Jobs:
**a.** Answer these from the linear regression post:
(i) Which variable is the model meant to predict?
(ii) What intercept and coefficient does lm report?
(iii) What learning rate does the code set?
**b.** Continue the linear regression post after its final sentence.

Page extract:
————

Reputation: 2867
I am using the Boston dataset as my input and I am trying to build a model to predict MEDV (median values of owner-occupied housing in USD 1000) using RM (average numbers of rooms per dwelling)
I have bastardised the following code from Digitheads blog and not by very much as you can see.
My code is as follows:
#library(datasets)
#data("Boston")
x <- Boston$rm
y <- Boston$medv
# fit a linear model
res <- lm( y ~ x )
print(res)
Call:
lm(formula = y ~ x)
Coefficients:
(Intercept) x
-34.671 9.102
# plot the data and the model
plot(x,y, col=rgb(0.2,0.4,0.6,0.4), main='Linear regression')
abline(res, col='blue')
# squared error cost function
cost <- function(X, y, theta) {
sum( (X %*% theta - y)^2 ) / (2*length(y))
}
# learning rate and iteration limit
alpha <- 0.01
num_iters <- 1000
# keep history
cost_history <- double(num_iters)
theta_history <- list(num_iters)
# initialize coefficients
theta <- matrix(c(0,0), nrow=2)
# add a column of 1's for the intercept coefficient
X <- cbind(1, matrix(x))
# gradient descent
for (i in 1:num_iters) {
error <- (X %*% theta - y)
delta <- t(X) %*% error / length(y)
theta <- theta - alpha * delta
cost_history[i] <- cost(X, y, theta)
theta_history[[i]] <- theta
}
print(theta)
[,1]
[1,] -3.431269
[2,] 4.191125
As per Digitheads blog, his value for theta using the lm (linear model) and his value from gradient descent match, whereas mine doesn't. Shouldn't these figures match?
As you can see from the plot for the various values of theta, my final y intercept does not tally up with the print(theta) value a few lines up?

————

Excerpted data:
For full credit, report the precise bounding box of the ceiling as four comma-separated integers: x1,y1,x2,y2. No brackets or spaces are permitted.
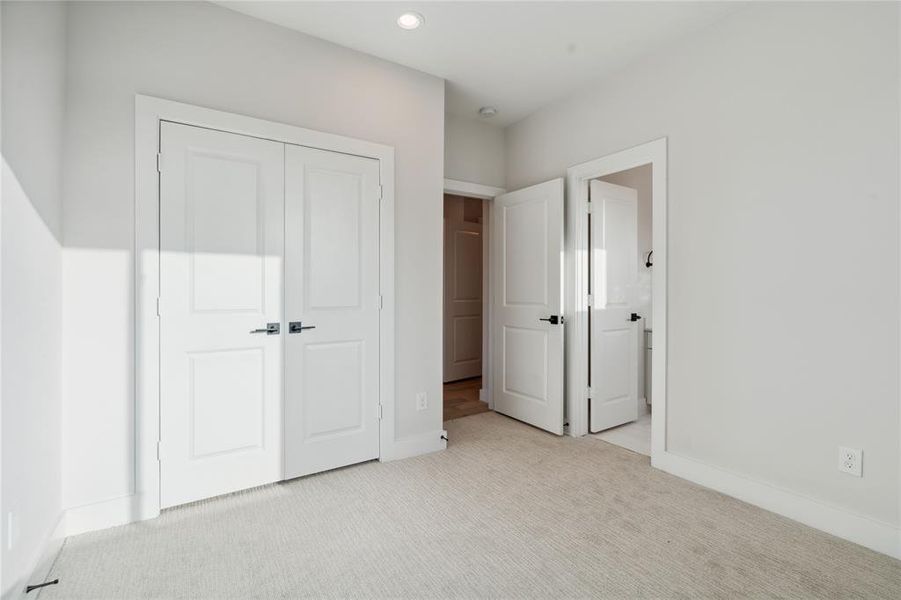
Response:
217,1,742,126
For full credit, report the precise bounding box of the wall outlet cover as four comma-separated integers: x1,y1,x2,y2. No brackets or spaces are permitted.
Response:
838,446,863,477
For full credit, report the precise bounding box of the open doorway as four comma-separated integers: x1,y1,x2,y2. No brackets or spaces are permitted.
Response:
443,194,489,421
588,164,653,456
566,138,669,466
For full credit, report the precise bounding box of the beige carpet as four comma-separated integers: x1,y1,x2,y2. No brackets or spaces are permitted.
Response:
40,413,901,600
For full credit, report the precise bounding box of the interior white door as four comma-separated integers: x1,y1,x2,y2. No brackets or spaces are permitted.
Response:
489,179,563,435
160,122,284,508
285,145,380,479
589,181,641,432
444,209,482,381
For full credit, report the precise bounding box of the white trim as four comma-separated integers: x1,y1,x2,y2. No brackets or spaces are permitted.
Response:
441,179,507,410
379,429,447,462
564,138,667,450
895,4,901,558
444,179,506,200
136,94,394,531
653,452,901,559
3,512,66,600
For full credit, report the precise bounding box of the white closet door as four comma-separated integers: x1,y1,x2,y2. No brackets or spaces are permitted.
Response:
489,179,563,435
285,145,379,478
160,123,284,508
590,181,641,432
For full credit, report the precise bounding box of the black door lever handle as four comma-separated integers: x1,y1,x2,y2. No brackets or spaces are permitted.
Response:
288,321,316,333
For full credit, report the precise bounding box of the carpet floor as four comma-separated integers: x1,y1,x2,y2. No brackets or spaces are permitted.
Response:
39,413,901,600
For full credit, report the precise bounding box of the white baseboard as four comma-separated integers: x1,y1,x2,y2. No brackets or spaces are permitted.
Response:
379,429,447,462
63,430,447,536
66,495,141,535
651,452,901,559
3,512,66,600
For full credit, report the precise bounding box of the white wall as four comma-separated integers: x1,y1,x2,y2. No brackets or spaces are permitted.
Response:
63,2,444,507
444,113,506,187
507,3,899,526
0,2,66,598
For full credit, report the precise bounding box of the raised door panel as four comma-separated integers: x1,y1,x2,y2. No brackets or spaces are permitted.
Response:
303,167,363,309
500,197,550,307
188,348,266,460
185,150,265,313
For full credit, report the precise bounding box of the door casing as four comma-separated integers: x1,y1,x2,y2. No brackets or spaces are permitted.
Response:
134,94,400,525
564,137,667,466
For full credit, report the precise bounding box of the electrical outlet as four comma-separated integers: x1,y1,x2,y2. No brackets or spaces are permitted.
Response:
838,446,863,477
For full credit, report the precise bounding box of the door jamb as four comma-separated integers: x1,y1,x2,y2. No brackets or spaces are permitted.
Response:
566,137,667,466
134,94,398,522
441,179,507,410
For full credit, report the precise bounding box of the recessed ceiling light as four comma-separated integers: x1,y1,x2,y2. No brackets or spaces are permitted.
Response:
397,12,425,29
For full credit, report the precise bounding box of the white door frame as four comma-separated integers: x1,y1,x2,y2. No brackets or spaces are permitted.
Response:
441,179,507,410
135,94,401,522
565,138,667,466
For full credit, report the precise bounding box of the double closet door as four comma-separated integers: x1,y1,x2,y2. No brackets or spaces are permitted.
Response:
159,122,380,508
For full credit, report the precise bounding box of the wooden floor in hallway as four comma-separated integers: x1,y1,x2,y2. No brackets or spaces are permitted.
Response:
444,377,489,421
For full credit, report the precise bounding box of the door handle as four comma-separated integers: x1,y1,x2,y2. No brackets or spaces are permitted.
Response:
288,321,316,333
250,323,282,335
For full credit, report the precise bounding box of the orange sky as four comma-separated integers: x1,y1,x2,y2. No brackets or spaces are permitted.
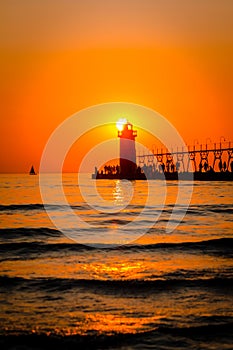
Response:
0,0,233,172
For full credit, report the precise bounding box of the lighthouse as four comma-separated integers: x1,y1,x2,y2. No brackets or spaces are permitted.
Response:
118,121,137,180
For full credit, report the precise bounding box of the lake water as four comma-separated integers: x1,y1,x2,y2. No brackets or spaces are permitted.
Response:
0,174,233,350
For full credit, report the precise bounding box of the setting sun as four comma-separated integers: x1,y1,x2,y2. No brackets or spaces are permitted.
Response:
116,118,127,131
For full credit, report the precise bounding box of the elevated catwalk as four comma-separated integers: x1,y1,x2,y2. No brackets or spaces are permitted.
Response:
92,120,233,181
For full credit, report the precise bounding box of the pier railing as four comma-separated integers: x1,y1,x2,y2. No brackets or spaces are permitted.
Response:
137,141,233,172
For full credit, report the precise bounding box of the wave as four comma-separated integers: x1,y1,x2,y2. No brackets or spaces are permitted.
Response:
0,227,63,240
0,203,233,215
0,203,90,212
0,274,233,295
0,231,233,250
0,317,233,350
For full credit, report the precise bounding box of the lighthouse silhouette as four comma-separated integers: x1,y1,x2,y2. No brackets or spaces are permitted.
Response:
118,121,137,180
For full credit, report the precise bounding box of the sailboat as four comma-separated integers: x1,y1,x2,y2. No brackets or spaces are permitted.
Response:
29,165,36,175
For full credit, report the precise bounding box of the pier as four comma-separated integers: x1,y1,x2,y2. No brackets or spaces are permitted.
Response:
137,141,233,181
92,119,233,181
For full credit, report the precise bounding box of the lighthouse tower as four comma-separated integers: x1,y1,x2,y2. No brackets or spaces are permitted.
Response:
118,122,137,180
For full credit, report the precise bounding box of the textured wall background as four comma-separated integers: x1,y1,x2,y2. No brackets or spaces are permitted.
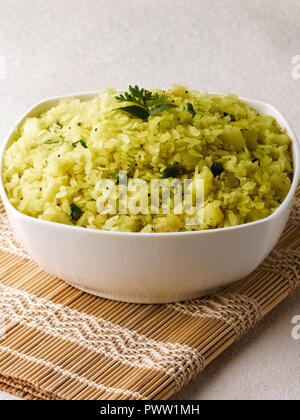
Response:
0,0,300,399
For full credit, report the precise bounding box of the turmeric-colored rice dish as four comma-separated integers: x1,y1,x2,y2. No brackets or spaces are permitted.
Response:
2,85,293,233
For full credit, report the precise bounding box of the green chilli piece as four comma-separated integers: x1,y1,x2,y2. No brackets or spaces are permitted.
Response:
70,203,83,220
163,165,180,178
210,162,225,178
72,140,88,149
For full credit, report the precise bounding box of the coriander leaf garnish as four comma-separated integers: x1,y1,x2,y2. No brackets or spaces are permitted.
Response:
221,112,236,121
149,104,177,115
45,137,60,144
252,158,260,166
116,85,153,106
210,162,225,178
115,171,132,184
72,140,88,149
163,165,180,178
70,203,83,220
184,102,196,118
116,86,177,121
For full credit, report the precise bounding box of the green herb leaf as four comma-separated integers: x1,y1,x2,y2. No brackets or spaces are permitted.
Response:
151,93,167,107
163,165,180,178
252,158,260,166
116,105,149,120
72,140,88,149
184,102,196,118
221,112,236,121
116,86,176,121
45,137,60,144
149,104,177,116
116,86,153,107
115,171,132,184
70,203,83,220
210,162,225,178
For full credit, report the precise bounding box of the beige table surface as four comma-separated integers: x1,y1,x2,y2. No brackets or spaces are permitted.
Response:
0,0,300,400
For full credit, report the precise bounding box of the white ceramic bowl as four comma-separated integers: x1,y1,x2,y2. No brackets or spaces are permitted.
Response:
0,93,300,303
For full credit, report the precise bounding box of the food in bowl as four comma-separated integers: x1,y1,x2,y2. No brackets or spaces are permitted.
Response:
2,85,293,233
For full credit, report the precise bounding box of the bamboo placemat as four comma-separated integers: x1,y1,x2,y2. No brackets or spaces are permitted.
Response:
0,189,300,400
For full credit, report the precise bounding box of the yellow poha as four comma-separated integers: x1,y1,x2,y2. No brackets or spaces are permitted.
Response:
2,85,293,232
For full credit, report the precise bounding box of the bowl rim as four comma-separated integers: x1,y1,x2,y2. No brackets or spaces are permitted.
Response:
0,91,300,238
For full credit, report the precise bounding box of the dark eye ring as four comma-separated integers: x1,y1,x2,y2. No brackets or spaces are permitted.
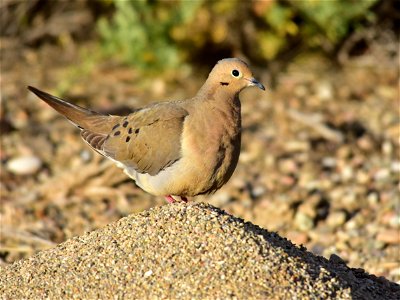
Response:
232,70,240,77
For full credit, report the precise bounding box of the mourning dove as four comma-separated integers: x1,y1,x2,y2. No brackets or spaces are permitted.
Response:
28,58,265,202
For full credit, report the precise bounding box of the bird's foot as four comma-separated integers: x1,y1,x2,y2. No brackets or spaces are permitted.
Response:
165,195,188,203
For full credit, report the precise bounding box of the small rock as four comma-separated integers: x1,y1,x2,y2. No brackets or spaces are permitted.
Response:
7,155,42,175
143,270,153,278
294,211,314,231
286,231,309,245
326,211,346,228
376,229,400,244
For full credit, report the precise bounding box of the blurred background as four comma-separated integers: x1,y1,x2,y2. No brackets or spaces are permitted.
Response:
0,0,400,282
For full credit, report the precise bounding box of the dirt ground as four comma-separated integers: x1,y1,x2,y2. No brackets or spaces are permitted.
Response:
0,14,400,282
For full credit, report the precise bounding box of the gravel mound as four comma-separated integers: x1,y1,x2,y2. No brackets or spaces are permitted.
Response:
0,203,400,299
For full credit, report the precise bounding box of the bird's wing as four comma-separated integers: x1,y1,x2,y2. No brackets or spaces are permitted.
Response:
98,103,188,175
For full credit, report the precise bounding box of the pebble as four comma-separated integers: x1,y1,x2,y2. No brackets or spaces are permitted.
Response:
0,203,395,299
326,211,346,228
7,155,42,175
376,229,400,244
294,211,314,231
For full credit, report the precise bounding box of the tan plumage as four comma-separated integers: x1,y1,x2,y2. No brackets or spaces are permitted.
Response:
28,58,264,202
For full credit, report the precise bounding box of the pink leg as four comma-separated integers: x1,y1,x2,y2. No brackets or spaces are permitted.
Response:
165,195,175,203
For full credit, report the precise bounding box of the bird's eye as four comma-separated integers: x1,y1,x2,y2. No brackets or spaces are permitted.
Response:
232,70,240,77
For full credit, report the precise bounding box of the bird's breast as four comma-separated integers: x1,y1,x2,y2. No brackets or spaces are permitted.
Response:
182,101,241,196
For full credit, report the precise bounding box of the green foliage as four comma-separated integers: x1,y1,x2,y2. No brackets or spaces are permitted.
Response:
98,0,202,70
291,0,377,44
98,0,380,71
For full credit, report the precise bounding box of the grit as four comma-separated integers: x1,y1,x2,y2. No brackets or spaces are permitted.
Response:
0,203,400,299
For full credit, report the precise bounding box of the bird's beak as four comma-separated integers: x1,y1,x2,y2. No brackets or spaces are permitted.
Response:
247,78,265,91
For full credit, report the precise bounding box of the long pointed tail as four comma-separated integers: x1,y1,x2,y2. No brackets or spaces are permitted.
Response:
28,86,111,133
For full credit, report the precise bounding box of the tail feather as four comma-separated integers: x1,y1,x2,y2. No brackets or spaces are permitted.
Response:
28,86,112,133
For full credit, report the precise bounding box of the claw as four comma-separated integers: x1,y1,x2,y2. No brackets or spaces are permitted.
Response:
165,195,175,203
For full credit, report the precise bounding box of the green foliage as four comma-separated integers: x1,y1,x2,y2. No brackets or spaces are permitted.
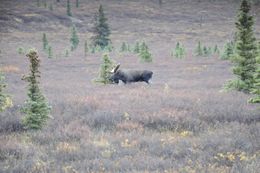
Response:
134,41,140,53
37,0,41,7
22,49,51,129
76,0,79,8
221,41,235,60
42,33,48,51
171,42,185,59
195,41,203,56
92,5,111,49
84,40,88,56
139,42,153,62
249,64,260,103
43,0,47,8
96,54,115,84
213,45,220,55
49,4,53,11
67,0,72,16
0,73,13,112
48,46,53,58
228,0,257,92
17,47,25,55
65,49,69,57
120,42,128,52
70,25,79,51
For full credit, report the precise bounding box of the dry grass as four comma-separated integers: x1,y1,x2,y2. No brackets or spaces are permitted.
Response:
0,0,260,173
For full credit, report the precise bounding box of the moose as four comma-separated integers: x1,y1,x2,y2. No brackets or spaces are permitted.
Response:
109,64,153,84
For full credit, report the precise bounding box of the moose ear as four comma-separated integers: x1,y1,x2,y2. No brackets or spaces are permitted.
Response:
111,64,120,73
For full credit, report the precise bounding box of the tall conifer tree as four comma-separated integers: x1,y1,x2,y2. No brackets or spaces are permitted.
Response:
226,0,257,92
92,5,111,49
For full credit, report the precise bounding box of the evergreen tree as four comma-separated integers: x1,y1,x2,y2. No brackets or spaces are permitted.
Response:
67,0,72,16
120,42,128,52
43,0,47,8
84,40,88,56
171,42,185,58
42,33,48,51
134,41,140,53
76,0,79,8
249,62,260,103
203,46,209,56
49,4,53,11
221,41,235,60
37,0,41,7
92,5,111,49
65,49,69,57
22,50,50,129
0,73,13,112
214,45,220,55
96,54,115,84
17,47,25,55
195,41,203,56
226,0,257,92
139,42,153,62
48,46,53,58
70,25,79,51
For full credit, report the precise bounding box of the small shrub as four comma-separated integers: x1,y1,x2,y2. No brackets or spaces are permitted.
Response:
22,49,50,129
214,45,220,55
139,42,153,62
65,49,69,57
67,0,72,16
134,41,140,53
120,42,128,52
95,54,115,84
171,42,185,59
49,4,53,11
17,47,25,55
0,73,13,112
70,25,79,51
84,41,88,56
195,41,203,56
42,33,48,51
48,46,53,58
221,41,235,60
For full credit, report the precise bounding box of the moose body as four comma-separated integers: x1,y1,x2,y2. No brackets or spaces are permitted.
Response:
110,65,153,84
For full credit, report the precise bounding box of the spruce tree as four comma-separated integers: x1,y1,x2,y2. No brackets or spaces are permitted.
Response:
76,0,79,8
84,40,88,56
22,49,50,129
134,41,140,53
195,41,203,56
42,33,48,51
92,5,111,49
249,62,260,103
120,42,128,52
48,46,53,58
171,42,185,58
96,54,115,84
70,25,79,51
221,41,235,60
0,73,13,112
214,45,220,55
229,0,257,92
49,4,53,11
37,0,41,7
67,0,72,16
139,42,153,62
65,49,69,57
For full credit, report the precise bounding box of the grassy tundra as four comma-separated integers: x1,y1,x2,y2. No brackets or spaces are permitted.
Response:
0,0,260,173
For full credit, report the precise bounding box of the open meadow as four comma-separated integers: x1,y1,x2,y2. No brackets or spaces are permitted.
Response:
0,0,260,173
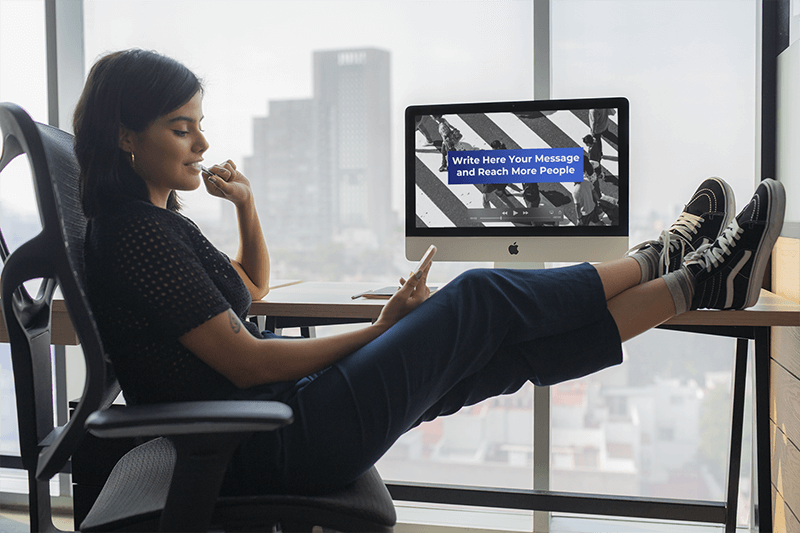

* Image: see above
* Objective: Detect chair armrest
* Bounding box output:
[86,401,294,438]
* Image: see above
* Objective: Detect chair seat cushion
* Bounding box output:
[81,438,397,531]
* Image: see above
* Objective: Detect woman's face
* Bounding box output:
[120,92,208,207]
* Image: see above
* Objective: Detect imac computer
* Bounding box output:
[405,98,629,263]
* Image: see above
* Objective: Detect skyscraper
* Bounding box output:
[245,49,393,246]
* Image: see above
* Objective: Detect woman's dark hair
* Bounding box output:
[73,49,203,218]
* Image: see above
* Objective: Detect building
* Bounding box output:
[245,48,393,248]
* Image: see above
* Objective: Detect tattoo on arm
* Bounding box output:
[228,309,242,333]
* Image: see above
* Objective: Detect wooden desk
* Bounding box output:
[250,282,800,327]
[0,282,800,531]
[250,282,800,532]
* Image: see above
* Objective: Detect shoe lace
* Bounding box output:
[685,219,744,272]
[625,211,703,277]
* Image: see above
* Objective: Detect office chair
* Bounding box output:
[0,103,396,531]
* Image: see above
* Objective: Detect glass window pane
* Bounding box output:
[0,0,47,493]
[551,0,757,520]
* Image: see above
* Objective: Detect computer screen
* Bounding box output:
[405,97,629,262]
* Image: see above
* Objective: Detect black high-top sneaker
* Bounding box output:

————

Responses by task:
**a.**
(i) MEDV, the median value of owner-occupied housing in USD 1000
(ii) An intercept of -34.671 and a coefficient for x of 9.102
(iii) 0.01

**b.**
Can anyone make a suggestion as to where I am going wrong?
Upvotes: 1
Views: 780
Reputation: 3647
Gradient descent takes a while to converge. Increasing the number of iterations will get the model to converge to the OLS values. For instance:
# learning rate and iteration limit
alpha <- 0.01
num_iters <- 100000 # Here I increase the number of iterations in your code to 100k.
# The gd algorithm now takes a minute or so to run on my admittedly
# middle-of-the-line laptop.
# keep history
cost_history <- double(num_iters)
theta_history <- list(num_iters)
# initialize coefficients
theta <- matrix(c(0,0), nrow=2)
# add a column of 1's for the intercept coefficient
X <- cbind(1, matrix(x))
# gradient descent (now takes a little longer!)
for (i in 1:num_iters) {
error <- (X %*% theta - y)
delta <- (t(X) %*% error) / length(y)
theta <- theta - alpha * delta
cost_history[i] <- cost(X, y, theta)
theta_history[[i]] <- theta
}
print(theta)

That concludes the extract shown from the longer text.